# Problem requirements:
Please copy out all lines of the entries that contain the word "glass".

# Given data:
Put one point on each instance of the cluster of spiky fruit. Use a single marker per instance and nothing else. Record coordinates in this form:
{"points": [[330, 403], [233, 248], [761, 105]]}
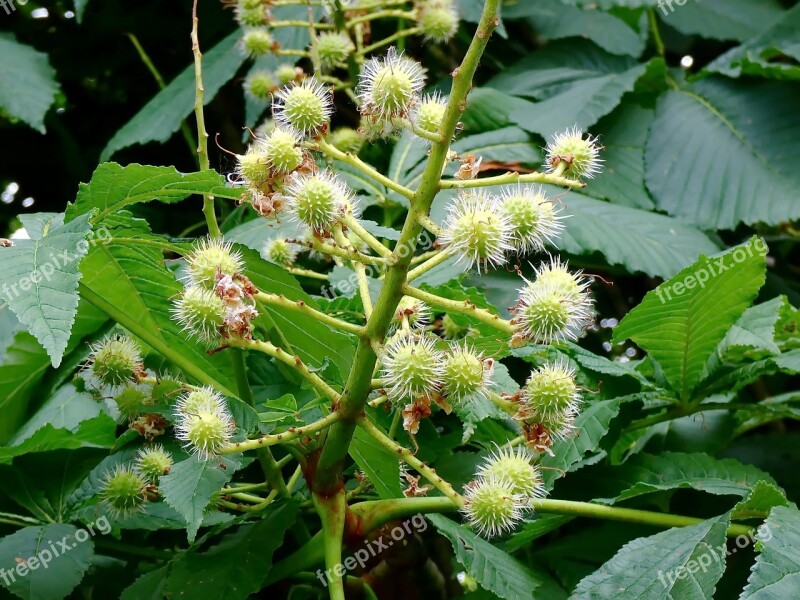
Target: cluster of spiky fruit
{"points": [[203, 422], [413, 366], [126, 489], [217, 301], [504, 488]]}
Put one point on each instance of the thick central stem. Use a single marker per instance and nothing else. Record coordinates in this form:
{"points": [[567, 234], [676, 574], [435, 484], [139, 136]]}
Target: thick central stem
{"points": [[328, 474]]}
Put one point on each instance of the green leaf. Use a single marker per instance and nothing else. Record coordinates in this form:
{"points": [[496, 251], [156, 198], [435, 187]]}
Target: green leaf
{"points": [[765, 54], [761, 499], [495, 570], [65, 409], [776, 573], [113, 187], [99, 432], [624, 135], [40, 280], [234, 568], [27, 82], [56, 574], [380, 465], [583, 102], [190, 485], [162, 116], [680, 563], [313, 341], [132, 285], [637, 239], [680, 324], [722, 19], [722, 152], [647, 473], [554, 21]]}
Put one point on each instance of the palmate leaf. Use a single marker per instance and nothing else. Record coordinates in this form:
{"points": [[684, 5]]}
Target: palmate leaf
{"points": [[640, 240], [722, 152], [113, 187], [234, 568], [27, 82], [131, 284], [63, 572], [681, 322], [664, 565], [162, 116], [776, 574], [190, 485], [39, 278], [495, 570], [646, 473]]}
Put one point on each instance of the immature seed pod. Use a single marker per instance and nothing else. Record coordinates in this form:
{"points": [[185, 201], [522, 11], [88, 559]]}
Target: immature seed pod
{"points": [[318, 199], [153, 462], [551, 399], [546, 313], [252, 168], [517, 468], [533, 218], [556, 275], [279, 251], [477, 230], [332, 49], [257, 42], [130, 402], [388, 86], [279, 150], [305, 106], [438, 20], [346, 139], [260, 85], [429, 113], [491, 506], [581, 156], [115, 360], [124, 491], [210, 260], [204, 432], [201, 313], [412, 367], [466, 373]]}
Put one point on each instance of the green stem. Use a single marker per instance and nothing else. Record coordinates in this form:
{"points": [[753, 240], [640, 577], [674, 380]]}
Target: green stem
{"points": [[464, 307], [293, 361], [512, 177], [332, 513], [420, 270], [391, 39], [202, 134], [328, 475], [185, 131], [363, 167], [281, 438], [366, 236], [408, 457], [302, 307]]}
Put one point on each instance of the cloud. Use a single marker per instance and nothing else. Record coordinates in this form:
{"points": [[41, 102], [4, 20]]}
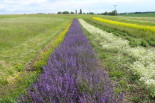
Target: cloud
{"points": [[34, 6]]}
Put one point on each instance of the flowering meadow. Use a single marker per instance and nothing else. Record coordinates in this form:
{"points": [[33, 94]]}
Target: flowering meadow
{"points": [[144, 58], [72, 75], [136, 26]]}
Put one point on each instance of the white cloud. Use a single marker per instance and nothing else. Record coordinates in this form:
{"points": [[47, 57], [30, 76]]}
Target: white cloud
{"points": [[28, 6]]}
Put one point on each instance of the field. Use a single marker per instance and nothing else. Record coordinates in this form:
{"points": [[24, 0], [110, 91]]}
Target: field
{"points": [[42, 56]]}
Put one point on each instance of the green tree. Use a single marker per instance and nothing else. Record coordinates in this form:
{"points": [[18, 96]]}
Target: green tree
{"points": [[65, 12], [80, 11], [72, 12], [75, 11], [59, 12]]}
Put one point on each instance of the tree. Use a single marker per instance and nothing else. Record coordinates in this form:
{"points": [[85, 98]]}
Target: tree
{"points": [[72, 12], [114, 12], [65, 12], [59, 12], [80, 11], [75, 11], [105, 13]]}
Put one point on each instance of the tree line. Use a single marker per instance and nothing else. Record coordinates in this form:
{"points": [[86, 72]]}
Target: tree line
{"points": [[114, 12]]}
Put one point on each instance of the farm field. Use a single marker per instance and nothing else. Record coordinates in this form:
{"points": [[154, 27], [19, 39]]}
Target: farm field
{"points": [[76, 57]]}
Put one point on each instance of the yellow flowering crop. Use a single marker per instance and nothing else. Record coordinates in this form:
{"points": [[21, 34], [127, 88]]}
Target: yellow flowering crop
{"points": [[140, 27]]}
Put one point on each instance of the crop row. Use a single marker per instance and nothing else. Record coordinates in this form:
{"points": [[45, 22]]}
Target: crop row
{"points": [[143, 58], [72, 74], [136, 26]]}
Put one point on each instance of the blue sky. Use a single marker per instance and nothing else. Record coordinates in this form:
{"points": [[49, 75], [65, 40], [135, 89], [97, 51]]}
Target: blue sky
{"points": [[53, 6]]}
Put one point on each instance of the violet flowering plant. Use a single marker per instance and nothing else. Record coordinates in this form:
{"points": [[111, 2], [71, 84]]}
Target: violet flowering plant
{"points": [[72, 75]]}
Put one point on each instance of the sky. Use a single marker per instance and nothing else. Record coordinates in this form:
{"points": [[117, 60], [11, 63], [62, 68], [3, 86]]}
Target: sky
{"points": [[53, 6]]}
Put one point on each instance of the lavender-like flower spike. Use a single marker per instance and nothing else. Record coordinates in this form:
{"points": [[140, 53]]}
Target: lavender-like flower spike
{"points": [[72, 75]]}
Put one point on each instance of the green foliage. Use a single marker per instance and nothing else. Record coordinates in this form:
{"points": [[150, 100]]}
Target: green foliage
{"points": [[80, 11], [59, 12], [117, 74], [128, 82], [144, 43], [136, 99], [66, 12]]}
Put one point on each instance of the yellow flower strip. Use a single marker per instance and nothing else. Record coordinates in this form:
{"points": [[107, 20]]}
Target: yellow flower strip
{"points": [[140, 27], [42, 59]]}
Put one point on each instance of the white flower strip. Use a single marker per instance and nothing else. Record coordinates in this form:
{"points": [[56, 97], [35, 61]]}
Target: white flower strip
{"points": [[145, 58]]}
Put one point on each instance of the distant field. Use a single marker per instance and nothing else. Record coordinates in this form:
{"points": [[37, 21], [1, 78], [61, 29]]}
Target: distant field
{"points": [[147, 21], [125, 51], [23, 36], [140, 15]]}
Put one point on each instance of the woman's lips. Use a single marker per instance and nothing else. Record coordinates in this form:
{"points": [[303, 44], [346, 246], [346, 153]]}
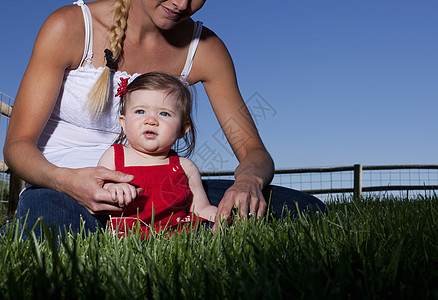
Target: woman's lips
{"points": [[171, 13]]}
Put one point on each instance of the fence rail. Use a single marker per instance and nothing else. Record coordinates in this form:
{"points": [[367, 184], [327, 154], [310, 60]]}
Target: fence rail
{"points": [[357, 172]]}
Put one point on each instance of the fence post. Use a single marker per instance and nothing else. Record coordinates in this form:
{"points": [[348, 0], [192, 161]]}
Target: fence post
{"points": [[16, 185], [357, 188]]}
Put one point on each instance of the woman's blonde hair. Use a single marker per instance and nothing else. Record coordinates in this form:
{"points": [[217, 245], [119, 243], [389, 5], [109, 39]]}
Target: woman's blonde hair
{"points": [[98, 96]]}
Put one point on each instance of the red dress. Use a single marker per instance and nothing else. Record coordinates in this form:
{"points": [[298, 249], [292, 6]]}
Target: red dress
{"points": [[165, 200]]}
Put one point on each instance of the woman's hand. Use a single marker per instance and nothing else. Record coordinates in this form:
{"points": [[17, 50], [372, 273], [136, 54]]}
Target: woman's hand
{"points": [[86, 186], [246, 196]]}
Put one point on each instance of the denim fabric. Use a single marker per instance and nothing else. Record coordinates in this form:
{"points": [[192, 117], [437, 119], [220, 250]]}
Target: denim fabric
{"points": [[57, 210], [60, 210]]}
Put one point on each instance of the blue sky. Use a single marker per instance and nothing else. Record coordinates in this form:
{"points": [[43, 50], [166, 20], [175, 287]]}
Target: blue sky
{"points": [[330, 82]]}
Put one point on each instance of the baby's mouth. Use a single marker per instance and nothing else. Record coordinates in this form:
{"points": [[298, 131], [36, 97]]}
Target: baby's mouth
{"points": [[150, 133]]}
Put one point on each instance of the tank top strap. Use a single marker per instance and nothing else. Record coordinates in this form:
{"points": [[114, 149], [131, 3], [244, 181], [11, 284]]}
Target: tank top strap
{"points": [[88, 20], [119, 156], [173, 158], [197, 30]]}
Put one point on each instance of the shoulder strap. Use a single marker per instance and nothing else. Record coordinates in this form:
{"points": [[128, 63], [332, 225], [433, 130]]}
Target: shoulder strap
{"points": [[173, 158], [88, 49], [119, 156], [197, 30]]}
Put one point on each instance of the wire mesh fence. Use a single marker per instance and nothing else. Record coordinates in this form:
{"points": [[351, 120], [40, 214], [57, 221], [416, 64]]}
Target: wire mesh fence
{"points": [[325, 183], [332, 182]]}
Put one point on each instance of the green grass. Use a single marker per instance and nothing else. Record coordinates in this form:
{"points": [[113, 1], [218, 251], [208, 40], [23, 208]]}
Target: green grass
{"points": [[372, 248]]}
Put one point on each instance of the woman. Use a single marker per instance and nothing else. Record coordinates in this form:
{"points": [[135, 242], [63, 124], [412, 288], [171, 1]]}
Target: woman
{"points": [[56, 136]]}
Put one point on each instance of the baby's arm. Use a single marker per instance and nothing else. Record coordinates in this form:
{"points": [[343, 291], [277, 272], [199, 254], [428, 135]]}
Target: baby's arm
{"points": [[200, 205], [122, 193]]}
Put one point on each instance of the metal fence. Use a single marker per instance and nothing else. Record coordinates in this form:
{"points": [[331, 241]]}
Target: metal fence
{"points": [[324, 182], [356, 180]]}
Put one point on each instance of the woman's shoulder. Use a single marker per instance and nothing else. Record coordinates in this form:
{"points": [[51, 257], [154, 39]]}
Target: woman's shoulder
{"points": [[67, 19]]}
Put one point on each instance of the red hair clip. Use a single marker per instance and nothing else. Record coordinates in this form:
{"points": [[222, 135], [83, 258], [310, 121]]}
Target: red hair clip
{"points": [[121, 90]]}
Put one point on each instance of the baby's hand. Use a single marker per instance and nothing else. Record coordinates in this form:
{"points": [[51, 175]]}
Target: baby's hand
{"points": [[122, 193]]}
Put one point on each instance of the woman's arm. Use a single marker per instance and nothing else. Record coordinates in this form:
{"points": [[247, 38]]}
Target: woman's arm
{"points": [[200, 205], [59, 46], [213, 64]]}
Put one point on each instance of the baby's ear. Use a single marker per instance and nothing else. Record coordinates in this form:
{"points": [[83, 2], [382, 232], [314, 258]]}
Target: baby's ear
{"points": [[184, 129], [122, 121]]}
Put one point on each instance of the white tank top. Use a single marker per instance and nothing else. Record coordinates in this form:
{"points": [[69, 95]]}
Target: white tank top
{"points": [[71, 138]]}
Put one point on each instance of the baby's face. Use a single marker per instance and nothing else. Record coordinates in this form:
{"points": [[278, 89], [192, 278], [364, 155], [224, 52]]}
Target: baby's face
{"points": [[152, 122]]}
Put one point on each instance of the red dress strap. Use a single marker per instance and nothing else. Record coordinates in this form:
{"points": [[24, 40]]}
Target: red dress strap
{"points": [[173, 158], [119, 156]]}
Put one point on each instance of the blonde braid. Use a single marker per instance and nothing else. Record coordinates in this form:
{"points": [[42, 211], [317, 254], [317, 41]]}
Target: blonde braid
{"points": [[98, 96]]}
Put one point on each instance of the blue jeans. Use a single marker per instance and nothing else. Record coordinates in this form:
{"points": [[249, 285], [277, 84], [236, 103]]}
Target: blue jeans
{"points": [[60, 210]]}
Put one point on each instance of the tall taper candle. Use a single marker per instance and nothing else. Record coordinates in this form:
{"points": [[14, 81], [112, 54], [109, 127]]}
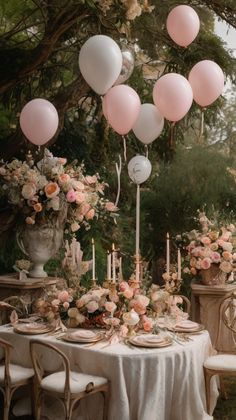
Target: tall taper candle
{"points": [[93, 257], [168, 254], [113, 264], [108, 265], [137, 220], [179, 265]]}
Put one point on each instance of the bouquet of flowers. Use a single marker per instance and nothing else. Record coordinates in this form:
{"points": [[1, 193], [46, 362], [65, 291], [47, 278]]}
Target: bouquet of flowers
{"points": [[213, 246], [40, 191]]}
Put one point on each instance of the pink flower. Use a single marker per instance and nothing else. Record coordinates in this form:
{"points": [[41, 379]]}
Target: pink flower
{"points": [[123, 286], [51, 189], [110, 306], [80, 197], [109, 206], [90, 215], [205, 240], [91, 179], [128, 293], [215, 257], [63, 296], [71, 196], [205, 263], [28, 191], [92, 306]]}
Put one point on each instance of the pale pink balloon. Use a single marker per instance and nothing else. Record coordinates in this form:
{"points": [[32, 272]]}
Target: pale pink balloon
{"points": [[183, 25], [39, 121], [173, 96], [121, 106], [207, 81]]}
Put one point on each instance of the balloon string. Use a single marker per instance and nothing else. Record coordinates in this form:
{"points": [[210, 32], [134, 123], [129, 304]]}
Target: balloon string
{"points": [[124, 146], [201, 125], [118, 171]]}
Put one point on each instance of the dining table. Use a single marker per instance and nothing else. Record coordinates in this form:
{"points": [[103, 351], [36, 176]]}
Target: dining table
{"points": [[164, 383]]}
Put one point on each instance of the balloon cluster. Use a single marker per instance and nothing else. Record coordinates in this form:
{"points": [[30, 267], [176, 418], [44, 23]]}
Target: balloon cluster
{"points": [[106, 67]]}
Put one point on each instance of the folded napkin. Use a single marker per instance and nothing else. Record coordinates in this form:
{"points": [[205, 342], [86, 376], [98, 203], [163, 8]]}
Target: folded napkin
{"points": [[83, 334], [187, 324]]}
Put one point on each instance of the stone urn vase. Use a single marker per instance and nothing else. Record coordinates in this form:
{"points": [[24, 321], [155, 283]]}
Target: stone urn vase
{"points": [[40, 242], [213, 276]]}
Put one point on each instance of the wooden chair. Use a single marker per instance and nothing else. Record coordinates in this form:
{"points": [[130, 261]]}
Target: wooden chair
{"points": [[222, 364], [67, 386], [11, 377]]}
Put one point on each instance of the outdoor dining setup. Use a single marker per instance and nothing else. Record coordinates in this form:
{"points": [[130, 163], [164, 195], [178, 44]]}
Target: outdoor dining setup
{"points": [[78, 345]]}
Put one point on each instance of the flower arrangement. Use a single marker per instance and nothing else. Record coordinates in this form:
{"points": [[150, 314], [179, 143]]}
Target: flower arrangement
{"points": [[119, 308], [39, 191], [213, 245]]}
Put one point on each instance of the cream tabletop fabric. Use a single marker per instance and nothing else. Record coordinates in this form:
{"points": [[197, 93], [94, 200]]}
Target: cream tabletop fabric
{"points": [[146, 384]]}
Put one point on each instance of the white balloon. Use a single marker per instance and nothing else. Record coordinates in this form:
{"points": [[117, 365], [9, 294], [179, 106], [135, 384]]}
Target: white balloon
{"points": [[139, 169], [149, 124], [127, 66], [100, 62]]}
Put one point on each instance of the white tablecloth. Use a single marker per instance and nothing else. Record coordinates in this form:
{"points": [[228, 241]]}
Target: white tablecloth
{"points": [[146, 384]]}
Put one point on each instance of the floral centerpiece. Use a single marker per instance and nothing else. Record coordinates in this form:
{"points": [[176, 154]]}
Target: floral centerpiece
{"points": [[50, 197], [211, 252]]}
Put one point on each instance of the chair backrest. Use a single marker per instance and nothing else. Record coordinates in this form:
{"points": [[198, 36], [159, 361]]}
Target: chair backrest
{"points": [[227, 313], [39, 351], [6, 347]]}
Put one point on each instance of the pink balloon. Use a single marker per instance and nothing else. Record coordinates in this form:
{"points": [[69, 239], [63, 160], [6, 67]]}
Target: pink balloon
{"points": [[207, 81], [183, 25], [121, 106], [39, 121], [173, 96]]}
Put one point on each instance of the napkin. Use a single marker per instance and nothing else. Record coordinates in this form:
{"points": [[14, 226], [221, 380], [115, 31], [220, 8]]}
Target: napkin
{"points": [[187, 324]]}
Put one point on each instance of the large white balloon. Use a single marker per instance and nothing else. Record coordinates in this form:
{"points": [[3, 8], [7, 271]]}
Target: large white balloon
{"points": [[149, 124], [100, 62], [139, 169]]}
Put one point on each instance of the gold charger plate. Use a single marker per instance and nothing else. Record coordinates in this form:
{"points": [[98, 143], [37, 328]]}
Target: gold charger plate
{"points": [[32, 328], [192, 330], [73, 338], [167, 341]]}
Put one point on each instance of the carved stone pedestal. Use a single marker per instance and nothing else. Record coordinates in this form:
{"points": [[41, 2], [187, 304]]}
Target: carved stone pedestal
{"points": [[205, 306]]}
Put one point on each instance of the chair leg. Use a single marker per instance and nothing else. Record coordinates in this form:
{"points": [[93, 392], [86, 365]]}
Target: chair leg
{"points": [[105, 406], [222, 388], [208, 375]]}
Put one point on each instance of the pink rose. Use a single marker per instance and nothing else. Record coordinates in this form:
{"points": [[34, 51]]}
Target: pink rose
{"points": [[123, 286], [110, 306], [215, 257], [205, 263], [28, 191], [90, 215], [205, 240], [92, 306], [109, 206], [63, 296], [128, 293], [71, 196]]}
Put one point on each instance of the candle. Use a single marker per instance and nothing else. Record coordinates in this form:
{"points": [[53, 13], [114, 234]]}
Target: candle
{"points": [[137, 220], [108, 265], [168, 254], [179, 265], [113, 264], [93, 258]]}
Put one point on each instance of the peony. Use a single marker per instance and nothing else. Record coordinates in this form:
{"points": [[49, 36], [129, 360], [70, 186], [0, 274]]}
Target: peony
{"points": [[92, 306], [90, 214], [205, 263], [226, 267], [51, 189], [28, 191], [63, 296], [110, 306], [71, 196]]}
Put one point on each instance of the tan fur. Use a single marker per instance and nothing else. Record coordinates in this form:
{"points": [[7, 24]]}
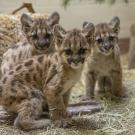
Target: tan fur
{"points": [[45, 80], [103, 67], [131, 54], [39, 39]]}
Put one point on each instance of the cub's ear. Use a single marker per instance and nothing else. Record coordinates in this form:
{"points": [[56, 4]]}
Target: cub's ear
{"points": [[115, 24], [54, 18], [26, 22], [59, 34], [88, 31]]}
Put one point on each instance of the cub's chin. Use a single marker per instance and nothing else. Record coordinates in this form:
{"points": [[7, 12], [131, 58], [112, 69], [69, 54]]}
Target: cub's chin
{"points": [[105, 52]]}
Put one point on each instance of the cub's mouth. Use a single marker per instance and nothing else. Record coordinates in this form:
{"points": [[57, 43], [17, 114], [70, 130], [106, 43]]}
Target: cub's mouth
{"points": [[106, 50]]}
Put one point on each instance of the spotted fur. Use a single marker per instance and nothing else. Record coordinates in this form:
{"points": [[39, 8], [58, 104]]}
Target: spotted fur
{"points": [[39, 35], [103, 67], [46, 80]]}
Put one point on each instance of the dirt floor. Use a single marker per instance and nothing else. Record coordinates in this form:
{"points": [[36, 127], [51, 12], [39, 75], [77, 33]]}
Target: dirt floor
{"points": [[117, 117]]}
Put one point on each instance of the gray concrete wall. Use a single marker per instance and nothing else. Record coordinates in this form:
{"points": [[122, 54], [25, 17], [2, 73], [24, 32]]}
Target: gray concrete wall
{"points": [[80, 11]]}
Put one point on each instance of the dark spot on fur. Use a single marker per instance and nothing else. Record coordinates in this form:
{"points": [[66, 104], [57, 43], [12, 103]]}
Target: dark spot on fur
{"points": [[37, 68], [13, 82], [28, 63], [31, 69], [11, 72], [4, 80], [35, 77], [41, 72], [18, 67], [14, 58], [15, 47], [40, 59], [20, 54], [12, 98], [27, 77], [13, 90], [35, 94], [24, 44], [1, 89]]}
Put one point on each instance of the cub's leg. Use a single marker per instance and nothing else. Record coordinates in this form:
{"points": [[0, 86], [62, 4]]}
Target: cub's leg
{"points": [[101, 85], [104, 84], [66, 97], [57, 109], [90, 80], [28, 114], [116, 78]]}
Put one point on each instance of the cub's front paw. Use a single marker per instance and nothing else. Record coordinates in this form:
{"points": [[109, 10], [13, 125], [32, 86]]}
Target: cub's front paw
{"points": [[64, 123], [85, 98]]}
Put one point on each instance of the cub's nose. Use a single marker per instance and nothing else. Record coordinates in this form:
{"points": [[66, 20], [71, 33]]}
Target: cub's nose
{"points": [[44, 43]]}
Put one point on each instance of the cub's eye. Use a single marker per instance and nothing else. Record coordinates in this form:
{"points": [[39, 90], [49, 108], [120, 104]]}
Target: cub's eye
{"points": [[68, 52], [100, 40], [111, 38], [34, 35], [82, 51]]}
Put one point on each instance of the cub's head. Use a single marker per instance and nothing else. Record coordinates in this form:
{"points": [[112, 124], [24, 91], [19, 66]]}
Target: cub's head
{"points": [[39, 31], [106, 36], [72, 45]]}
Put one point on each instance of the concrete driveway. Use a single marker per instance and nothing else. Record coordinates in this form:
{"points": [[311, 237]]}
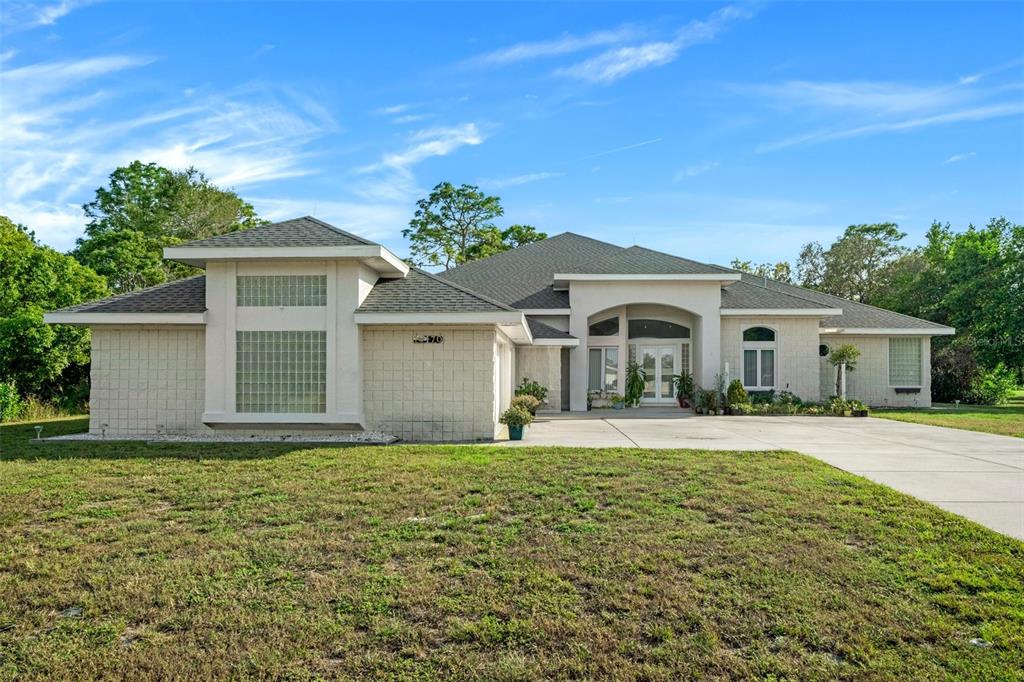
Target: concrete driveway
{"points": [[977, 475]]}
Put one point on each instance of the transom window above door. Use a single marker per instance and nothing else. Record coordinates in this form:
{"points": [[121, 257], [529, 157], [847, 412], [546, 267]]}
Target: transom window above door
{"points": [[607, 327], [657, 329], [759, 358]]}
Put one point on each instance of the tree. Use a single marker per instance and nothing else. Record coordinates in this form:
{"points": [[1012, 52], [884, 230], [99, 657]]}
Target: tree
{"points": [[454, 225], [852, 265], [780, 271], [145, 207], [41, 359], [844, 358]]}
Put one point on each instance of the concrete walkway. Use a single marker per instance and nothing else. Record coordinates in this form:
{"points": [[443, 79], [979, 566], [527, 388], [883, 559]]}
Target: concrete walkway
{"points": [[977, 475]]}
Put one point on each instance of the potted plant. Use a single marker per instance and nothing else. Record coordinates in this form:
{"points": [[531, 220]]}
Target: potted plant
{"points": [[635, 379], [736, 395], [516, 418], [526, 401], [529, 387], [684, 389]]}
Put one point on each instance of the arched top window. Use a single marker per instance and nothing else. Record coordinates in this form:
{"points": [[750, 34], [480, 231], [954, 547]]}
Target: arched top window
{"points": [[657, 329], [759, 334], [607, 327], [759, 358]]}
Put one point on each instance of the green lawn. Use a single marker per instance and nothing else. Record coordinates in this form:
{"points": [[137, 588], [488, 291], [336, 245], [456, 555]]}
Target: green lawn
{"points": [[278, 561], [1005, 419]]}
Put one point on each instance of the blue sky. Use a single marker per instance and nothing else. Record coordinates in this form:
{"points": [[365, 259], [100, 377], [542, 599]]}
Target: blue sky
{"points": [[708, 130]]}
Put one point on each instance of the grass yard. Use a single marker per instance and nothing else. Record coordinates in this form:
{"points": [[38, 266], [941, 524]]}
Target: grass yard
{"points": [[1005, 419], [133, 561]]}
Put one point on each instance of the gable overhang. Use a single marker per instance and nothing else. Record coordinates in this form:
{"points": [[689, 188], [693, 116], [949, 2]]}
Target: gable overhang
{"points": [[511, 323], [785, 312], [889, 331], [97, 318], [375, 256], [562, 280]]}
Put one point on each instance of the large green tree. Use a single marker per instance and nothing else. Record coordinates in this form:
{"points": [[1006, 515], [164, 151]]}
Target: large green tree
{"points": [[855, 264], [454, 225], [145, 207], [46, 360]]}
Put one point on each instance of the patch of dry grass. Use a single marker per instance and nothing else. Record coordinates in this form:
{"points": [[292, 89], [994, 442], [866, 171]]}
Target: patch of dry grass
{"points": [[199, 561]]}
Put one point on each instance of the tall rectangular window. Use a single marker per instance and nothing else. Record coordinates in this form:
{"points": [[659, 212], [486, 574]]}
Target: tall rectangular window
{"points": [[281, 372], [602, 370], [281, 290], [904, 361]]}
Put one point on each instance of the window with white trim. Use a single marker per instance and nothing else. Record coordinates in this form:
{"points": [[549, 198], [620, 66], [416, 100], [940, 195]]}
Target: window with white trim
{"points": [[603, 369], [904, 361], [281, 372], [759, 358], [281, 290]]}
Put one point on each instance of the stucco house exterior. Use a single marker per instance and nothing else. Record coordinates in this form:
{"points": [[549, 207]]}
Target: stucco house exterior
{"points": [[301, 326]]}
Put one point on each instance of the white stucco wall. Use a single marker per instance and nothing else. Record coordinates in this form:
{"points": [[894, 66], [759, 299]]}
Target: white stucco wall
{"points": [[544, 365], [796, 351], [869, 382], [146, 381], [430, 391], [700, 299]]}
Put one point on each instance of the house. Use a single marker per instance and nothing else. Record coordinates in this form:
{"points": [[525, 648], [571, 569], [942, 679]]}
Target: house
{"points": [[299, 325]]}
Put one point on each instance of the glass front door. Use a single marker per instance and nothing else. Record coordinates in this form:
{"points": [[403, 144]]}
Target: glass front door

# Task result:
Put one point on each instance of the glass front door. Use a single marker per instance and nothing else. Record coordinates in this form:
Target: glass front door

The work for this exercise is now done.